* _Data in this exercise_:
┄┄┄┄┄┄┄┄┄┄

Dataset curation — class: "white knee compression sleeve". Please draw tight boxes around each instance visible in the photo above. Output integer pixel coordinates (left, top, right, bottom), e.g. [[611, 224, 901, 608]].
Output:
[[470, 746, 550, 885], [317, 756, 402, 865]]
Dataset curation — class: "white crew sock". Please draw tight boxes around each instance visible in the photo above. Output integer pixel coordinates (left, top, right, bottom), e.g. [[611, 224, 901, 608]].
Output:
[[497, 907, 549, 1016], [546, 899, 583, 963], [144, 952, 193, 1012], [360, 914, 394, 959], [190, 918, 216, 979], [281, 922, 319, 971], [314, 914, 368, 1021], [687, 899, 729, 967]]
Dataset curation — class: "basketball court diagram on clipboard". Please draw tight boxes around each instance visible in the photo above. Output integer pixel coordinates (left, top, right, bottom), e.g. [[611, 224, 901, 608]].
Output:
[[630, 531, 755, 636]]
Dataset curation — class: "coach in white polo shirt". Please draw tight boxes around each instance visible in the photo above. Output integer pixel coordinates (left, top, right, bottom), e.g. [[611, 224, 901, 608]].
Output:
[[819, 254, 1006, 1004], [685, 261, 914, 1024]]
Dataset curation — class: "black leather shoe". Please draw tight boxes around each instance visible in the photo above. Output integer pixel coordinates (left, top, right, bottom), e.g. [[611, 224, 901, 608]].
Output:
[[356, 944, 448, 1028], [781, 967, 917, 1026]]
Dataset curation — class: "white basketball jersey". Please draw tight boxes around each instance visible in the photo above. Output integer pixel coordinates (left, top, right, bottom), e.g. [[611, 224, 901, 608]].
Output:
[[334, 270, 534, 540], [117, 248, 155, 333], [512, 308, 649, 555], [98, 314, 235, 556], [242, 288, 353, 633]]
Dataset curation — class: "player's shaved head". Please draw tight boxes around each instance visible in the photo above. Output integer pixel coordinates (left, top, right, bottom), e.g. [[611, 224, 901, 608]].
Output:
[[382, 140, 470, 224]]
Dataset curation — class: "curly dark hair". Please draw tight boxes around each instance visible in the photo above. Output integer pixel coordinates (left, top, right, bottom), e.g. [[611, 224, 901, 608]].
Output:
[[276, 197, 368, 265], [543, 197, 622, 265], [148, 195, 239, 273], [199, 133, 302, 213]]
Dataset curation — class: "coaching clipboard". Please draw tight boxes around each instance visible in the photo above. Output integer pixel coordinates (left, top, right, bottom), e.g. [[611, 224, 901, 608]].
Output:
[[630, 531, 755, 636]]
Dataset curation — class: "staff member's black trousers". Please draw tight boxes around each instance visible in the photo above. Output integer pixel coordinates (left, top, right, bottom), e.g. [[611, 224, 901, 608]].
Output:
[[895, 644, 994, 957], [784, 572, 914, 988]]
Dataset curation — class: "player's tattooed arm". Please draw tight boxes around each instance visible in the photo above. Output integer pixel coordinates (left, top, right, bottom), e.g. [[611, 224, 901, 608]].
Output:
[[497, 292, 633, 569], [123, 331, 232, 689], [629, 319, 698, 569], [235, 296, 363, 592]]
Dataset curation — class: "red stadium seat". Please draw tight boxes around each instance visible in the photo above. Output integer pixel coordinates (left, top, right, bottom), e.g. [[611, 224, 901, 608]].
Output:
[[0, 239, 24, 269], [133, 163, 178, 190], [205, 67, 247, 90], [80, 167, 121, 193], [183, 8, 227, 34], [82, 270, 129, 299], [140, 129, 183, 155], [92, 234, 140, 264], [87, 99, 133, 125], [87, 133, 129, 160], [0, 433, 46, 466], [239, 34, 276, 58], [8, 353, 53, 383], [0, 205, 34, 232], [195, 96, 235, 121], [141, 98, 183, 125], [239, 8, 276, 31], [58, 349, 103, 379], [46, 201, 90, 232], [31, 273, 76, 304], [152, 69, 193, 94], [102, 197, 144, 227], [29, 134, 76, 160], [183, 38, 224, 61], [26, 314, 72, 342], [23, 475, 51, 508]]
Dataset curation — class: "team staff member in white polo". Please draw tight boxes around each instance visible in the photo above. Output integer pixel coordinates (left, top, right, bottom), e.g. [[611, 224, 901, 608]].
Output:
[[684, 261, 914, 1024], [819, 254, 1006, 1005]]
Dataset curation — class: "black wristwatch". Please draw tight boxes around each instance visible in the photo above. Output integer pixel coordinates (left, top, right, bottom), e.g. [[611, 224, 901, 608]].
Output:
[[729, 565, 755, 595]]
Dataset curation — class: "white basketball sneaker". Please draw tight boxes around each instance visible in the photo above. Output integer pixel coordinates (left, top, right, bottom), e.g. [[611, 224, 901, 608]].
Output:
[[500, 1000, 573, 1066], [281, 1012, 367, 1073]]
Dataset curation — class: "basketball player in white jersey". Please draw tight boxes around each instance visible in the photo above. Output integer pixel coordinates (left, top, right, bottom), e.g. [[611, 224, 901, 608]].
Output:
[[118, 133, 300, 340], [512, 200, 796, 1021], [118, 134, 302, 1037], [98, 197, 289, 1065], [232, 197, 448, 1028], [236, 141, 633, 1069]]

┄┄┄┄┄┄┄┄┄┄

Rewrite the records from their beginning through the line containing "899, 729, 967]]", inclusive, with "tight" replaced by "snug" and nothing else altered.

* _Worked solution_:
Dataset curation — class: "white knee compression sleeve". Please draw snug boxes around each instance visible in the photo above. Output integer pixel coordinates (left, top, right, bottom), e.g. [[611, 224, 901, 608]].
Output:
[[470, 746, 550, 885], [317, 756, 402, 865]]
Dataset curation — class: "white crew sock". Please draw snug boxes around each instance visible in the photo above. Output integer pixel coordinates (left, top, right, bottom), e.g. [[611, 224, 901, 608]].
Output:
[[497, 907, 549, 1016], [546, 899, 583, 963], [144, 952, 193, 1012], [360, 914, 394, 959], [190, 918, 216, 979], [281, 922, 319, 971], [314, 914, 368, 1021], [687, 899, 729, 967]]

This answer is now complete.